OBJETIVO DE LA TAREA :: Repite sin cambios el fragmento del texto sobre Mandela que va desde "Y entonces, al" hasta "su sucesor democrático.".

TEXTO SELECCIONADO ::
━━━━━━━━━━
Y entonces, al acabar su primer mandato, a diferencia de tantos revolucionarios
triunfadores a los que consideraba almas gemelas, rechazó presentarse a la
reelección y de buen grado entregó el poder a su sucesor democrático.
La
pregunta más habitual a propósito de Mandela era cómo, después de que los
blancos habían humillado de forma sistemática a su pueblo, habían torturado y
asesinado a muchos amigos suyos y le habían mantenido encerrado en prisión 27
años, podía tener tal ausencia de rencor.
El
gobierno que formó cuando tuvo la oportunidad de hacerlo fue una fusión
inimaginable de razas y creencias, que incluía a muchos de sus antiguos
opresores. Al ser nombrado presidente, invitó a uno de sus carceleros blancos a
la toma de posesión. Mandela venció su desconfianza personal, rayana en el
odio, para compartir el poder y un Premio Nobel de la Paz con el presidente
blanco que le había precedido, F. W. de Klerk.
Como
presidente, entre 1994 y 1999, dedicó grandes energías a moderar el
resentimiento de su electorado y a tranquilizar a los blancos que temían la
venganza.
La
explicación de esa ausencia de rencor, al menos en parte, es que Mandela era
algo que escasea entre los revolucionarios y los disidentes morales: un hábil
estadista, que no tenía problemas para hacer concesiones y se impacientaba con
los doctrinarios.
Cuando se
le hizo esa pregunta a Mandela en 2007 —después de un tormento tan salvaje,
¿cómo controla el odio?—, su respuesta fue casi desdeñosa: "El odio enturbia
la mente. Impide ejecutar una estrategia. Los líderes no pueden permitirse el
lujo de odiar".
En sus
cinco años de presidente, Mandela, pese a seguir siendo una figura venerada en
el extranjero, perdió algo de brillo en su propio país, en sus esfuerzos por
mantener unida a una población dividida y convertir un díscolo movimiento de
liberación en un gobierno creíble.
Algunos
negros —entre ellos Winnie Madikizela-Mandela, su exmujer, que logró un
importante grupo de partidarios entre los más descontentos-— se quejaron de que
no se había dado suficiente prisa en estrechar la amplia brecha entre la
mayoría negra pobre y la minoría blanca acomodada. Algunos blancos dijeron que
no había sabido controlar el crimen, la corrupción ni el amiguismo.
Desde
luego, Mandela había empezado a prestar menos atención a los detalles de
gobierno y había traspasado las responsabilidades diarias a su segundo, Thabo
Mbeki, que le sucedería en 1999. Pero casi todos sus compatriotas tenían claro
que, sin su autoridad patriarcal y su astucia política, Sudáfrica habría podido
muy bien hundirse en una guerra civil mucho antes de alcanzar su imperfecta
democracia.
Después
de abandonar la presidencia, Mandela llevó el peso de esa categoría moral a
otros lugares de todo el continente, como mediador de paz y como defensor de
aumentar las inversiones extranjeras.
Desde estas líneas mi más sincera admiración por este hombre bueno y de paz. Descanse en paz, admirado Madeba.
━━━━━━━━━━
DATOS ::
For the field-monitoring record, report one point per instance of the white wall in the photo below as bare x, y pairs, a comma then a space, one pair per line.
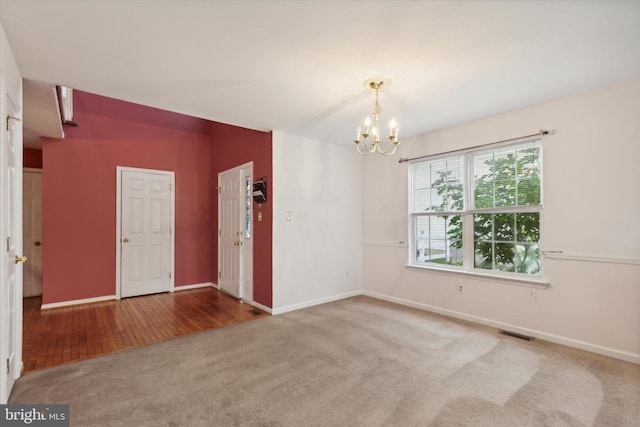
320, 184
591, 211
━━━━━━━━━━
RESULTADO ::
Y entonces, al acabar su primer mandato, a diferencia de tantos revolucionarios
triunfadores a los que consideraba almas gemelas, rechazó presentarse a la
reelección y de buen grado entregó el poder a su sucesor democrático.